Write out every entry, unchanged. Skip any picture.
━━━ Working data ━━━
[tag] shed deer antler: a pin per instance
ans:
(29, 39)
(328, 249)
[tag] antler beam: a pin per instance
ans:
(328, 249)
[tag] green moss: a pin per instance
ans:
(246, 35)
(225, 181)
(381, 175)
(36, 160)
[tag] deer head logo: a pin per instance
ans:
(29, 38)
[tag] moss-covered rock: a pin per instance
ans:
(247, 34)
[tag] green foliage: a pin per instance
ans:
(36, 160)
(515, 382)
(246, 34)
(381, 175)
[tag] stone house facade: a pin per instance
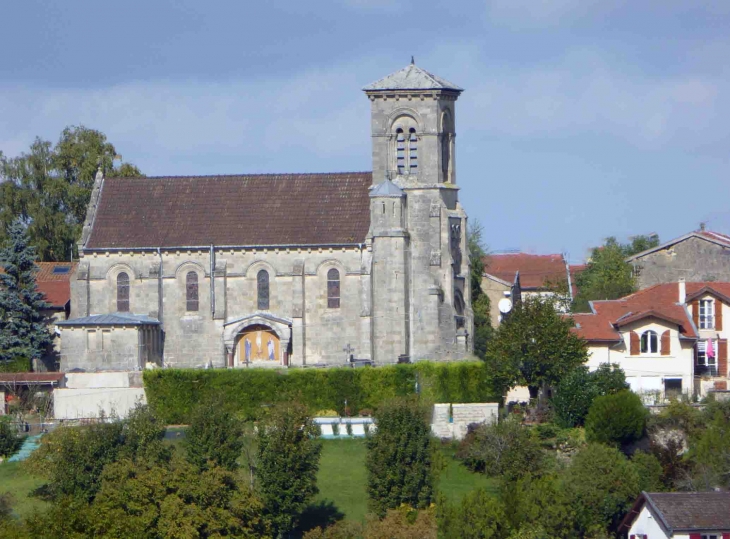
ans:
(701, 255)
(285, 270)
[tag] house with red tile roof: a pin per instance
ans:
(669, 338)
(523, 274)
(678, 515)
(701, 255)
(53, 280)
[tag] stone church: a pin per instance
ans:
(284, 269)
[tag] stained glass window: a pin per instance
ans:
(262, 286)
(123, 293)
(333, 289)
(191, 291)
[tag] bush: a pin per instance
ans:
(602, 484)
(616, 419)
(540, 503)
(649, 470)
(288, 461)
(403, 523)
(10, 442)
(399, 458)
(174, 393)
(576, 392)
(213, 438)
(478, 516)
(72, 458)
(504, 449)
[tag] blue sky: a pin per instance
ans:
(580, 119)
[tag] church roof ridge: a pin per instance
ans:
(412, 77)
(270, 175)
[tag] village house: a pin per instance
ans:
(669, 339)
(701, 255)
(284, 269)
(678, 515)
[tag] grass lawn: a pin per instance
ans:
(342, 479)
(15, 480)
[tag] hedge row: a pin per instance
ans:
(173, 393)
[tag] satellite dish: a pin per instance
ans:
(505, 305)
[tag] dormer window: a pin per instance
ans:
(707, 314)
(649, 342)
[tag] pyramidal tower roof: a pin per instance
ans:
(412, 77)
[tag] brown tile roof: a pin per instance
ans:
(534, 270)
(659, 301)
(685, 511)
(266, 209)
(56, 287)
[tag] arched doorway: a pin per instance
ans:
(258, 343)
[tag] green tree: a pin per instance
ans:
(24, 335)
(288, 460)
(602, 484)
(399, 458)
(505, 449)
(214, 437)
(72, 459)
(540, 503)
(479, 516)
(483, 331)
(616, 419)
(607, 274)
(649, 470)
(49, 188)
(534, 346)
(175, 499)
(576, 392)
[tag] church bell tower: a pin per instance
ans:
(413, 145)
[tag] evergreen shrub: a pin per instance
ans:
(174, 393)
(616, 419)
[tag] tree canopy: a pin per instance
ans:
(534, 346)
(24, 335)
(607, 274)
(49, 188)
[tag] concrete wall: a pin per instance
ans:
(90, 403)
(455, 425)
(693, 259)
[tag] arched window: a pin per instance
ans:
(333, 289)
(400, 150)
(262, 288)
(649, 342)
(123, 293)
(412, 151)
(191, 291)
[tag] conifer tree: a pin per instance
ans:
(24, 335)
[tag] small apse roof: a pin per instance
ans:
(114, 319)
(412, 77)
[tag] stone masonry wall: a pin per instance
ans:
(693, 259)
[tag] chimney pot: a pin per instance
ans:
(682, 291)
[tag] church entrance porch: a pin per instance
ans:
(258, 343)
(257, 340)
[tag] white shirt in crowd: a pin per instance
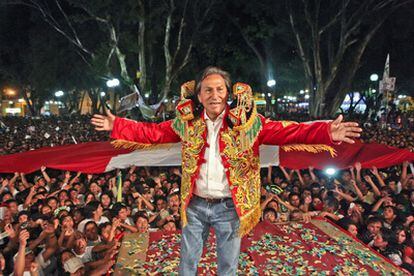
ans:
(81, 225)
(212, 181)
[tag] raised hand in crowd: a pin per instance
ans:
(344, 131)
(104, 122)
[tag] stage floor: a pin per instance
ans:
(315, 248)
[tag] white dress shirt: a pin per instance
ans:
(212, 180)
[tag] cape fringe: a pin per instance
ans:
(249, 123)
(124, 144)
(249, 220)
(318, 148)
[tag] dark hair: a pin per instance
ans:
(212, 70)
(90, 208)
(141, 214)
(88, 223)
(332, 202)
(374, 219)
(269, 210)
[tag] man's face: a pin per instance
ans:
(161, 204)
(295, 201)
(374, 227)
(174, 203)
(91, 232)
(213, 95)
(142, 225)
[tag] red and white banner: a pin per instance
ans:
(98, 157)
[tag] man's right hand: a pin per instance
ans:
(102, 122)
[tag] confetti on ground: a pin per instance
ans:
(316, 248)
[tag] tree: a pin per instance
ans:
(331, 38)
(124, 38)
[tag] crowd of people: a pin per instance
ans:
(56, 223)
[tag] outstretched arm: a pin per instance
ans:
(280, 133)
(125, 129)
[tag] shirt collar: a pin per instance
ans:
(219, 117)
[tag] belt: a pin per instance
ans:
(212, 200)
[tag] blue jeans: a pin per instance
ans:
(202, 215)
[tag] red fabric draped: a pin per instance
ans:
(93, 157)
(86, 157)
(369, 155)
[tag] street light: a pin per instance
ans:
(330, 171)
(112, 82)
(373, 77)
(271, 83)
(59, 93)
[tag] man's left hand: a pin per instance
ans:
(344, 131)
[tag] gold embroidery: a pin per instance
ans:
(244, 179)
(191, 150)
(310, 148)
(288, 123)
(119, 143)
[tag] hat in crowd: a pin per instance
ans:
(73, 264)
(60, 209)
(37, 178)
━━━
**Complete output:**
[tag] shed deer antler: a pin per instance
ans:
(29, 39)
(328, 249)
[tag] antler beam: a pin per instance
ans:
(328, 249)
[tag] green moss: a pin per instance
ans:
(246, 35)
(225, 181)
(381, 175)
(36, 160)
[tag] deer head logo: a pin per instance
ans:
(29, 38)
[tag] moss-covered rock: a pin per instance
ans:
(247, 34)
[tag] green foliage: a pin per instance
ans:
(36, 160)
(515, 382)
(246, 34)
(381, 175)
[tag] stone house facade: a pin per instance
ans:
(701, 255)
(285, 270)
[tag] house with red tile roof: a pin per instance
ans:
(669, 338)
(523, 274)
(678, 515)
(701, 255)
(53, 280)
[tag] stone church: a pin per instance
ans:
(284, 269)
[tag] stained glass window: a pin per instance
ans:
(262, 286)
(123, 293)
(333, 289)
(191, 291)
[tag] bush: a pin per instance
ans:
(602, 484)
(616, 419)
(540, 503)
(649, 470)
(288, 461)
(403, 523)
(10, 442)
(399, 458)
(174, 393)
(576, 392)
(213, 438)
(478, 516)
(72, 458)
(504, 449)
[tag] blue sky: a pin per instance
ans:
(580, 119)
[tag] church roof ridge: a pin per instance
ans:
(412, 77)
(270, 175)
[tag] village house: a pin per instance
ans:
(669, 339)
(701, 255)
(284, 269)
(678, 515)
[tag] grass lawn: a pin per instance
ans:
(342, 479)
(15, 480)
[tag] hedge row: a pin per instance
ans:
(173, 393)
[tag] satellite dish: a pin per instance
ans:
(505, 305)
[tag] dormer window: a pin per instance
ans:
(707, 314)
(649, 342)
[tag] pyramidal tower roof: a pin per instance
ans:
(412, 77)
[tag] brown tile roof: a pin per instance
ans:
(534, 270)
(659, 301)
(685, 511)
(266, 209)
(56, 287)
[tag] arched doorway: a pin per instance
ans:
(258, 343)
[tag] green tree: a pin per instance
ans:
(24, 335)
(288, 460)
(602, 484)
(399, 458)
(505, 449)
(214, 437)
(72, 459)
(540, 503)
(479, 516)
(483, 331)
(616, 419)
(607, 274)
(649, 470)
(49, 188)
(534, 346)
(175, 499)
(576, 392)
[tag] church bell tower: a pin per instance
ans:
(413, 145)
[tag] evergreen shrub: a pin per instance
ans:
(174, 393)
(616, 419)
[tag] tree canopy: a pin per instance
ans:
(534, 346)
(24, 335)
(607, 274)
(49, 188)
[tag] concrete wall: a pin per instance
ans:
(90, 403)
(455, 425)
(693, 259)
[tag] arched window: a pin per instance
ans:
(333, 289)
(400, 150)
(262, 288)
(649, 342)
(123, 293)
(412, 151)
(191, 291)
[tag] conifer tree: a pin per instance
ans:
(24, 335)
[tag] small apse roof: a pin per instance
ans:
(114, 319)
(412, 77)
[tag] stone masonry wall: a pin per instance
ans:
(693, 259)
[tag] chimney pot: a pin per instance
ans:
(682, 291)
[tag] church entrance porch: a pin per instance
ans:
(258, 343)
(257, 340)
[tag] white shirt in crowd: a pin per instance
ans:
(81, 225)
(212, 181)
[tag] raised hand in crowd: a pin per instance
ans:
(344, 131)
(104, 122)
[tag] stage floor: a pin per instance
ans:
(315, 248)
[tag] white dress shirt: a pin per instance
ans:
(212, 180)
[tag] cape fringe: a pin per instance
ans:
(249, 123)
(124, 144)
(249, 220)
(318, 148)
[tag] dark hair: a pin per instance
ans:
(212, 70)
(90, 208)
(141, 214)
(88, 223)
(332, 202)
(374, 219)
(269, 210)
[tag] man's face: a pin per instance
ans:
(161, 204)
(295, 201)
(374, 227)
(174, 203)
(91, 232)
(213, 95)
(142, 225)
[tag] red and white banner: a pin per instance
ans:
(98, 157)
[tag] man's right hand: a pin per instance
ans:
(102, 122)
[tag] confetti on ground: a pin per instance
ans:
(316, 248)
[tag] tree: a pin per instance
ans:
(331, 38)
(124, 38)
[tag] crowd of people: a pin per instance
ans:
(56, 223)
[tag] outstretched arm: a pin per instance
ans:
(280, 133)
(125, 129)
[tag] shirt collar: a pin per instance
ans:
(219, 117)
[tag] belt: a pin per instance
ans:
(212, 200)
[tag] blue jeans: a pin per instance
ans:
(202, 215)
[tag] red fabric draped: a pin per instance
ans:
(93, 157)
(86, 157)
(369, 155)
[tag] street light: a pin per instance
ans:
(330, 171)
(112, 82)
(373, 77)
(271, 83)
(59, 93)
[tag] man's left hand: a pin per instance
ans:
(344, 131)
[tag] gold embroidery: a pin per instance
ans:
(244, 179)
(191, 150)
(310, 148)
(288, 123)
(119, 143)
[tag] hat in crowd: a pin per instance
ans:
(73, 264)
(60, 209)
(37, 178)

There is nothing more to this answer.